Point placement records
__________________________________________________
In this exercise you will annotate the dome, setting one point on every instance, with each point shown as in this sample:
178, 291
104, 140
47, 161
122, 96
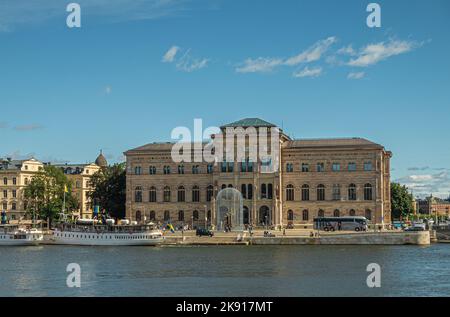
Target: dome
101, 160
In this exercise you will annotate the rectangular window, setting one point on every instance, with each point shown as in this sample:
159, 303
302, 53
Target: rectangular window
321, 167
336, 167
368, 166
__________________________________________________
• Stated task: The lines to reproduce run from the line containing "In this exercise you will annotate the rectangular" to the end of the listing; write them out exactly and add nothing.

• Complete answer:
In this exercise you will annotate the rectangular window, setting one point on every instance, with each point shown as in this sample:
159, 303
302, 53
Target: rectangular window
321, 167
336, 167
368, 166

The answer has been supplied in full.